> _Activity_: State the number of lines in the following material that contain the string "ground", and nothing else.

#### Input

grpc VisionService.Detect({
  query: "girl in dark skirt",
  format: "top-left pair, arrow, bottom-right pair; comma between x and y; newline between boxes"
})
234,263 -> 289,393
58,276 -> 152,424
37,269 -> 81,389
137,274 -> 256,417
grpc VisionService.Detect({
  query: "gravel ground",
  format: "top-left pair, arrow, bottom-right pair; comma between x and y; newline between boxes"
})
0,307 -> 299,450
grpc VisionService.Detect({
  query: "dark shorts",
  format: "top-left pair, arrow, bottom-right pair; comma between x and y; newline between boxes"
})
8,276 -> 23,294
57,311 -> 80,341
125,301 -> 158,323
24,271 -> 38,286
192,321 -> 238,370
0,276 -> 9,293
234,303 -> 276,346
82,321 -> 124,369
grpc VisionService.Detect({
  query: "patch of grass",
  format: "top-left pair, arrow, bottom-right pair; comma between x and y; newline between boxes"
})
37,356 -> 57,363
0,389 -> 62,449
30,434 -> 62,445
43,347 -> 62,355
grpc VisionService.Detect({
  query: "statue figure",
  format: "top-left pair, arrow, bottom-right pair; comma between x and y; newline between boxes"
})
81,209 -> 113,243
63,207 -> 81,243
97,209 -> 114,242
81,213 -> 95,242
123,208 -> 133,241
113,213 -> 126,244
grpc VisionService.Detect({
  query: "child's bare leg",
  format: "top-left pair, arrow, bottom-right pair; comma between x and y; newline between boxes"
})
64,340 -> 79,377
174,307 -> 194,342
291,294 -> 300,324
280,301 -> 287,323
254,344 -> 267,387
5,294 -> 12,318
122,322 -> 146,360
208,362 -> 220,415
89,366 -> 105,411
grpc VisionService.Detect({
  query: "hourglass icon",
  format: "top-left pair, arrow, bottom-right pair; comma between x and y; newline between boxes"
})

########
#### Input

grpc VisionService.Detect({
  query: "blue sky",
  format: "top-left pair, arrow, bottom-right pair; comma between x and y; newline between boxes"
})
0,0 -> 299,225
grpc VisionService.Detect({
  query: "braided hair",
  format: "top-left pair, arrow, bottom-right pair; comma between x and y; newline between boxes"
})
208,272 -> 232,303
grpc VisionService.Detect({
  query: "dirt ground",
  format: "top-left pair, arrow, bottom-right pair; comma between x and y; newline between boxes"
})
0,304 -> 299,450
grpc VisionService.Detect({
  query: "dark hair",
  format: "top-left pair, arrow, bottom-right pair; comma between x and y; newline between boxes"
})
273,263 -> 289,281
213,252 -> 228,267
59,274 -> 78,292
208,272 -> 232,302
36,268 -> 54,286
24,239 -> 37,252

########
#### Input

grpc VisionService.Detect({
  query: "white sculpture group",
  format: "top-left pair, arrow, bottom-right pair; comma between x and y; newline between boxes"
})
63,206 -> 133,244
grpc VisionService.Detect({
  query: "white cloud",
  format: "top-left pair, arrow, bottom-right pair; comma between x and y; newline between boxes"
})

########

> _Exercise output_: 2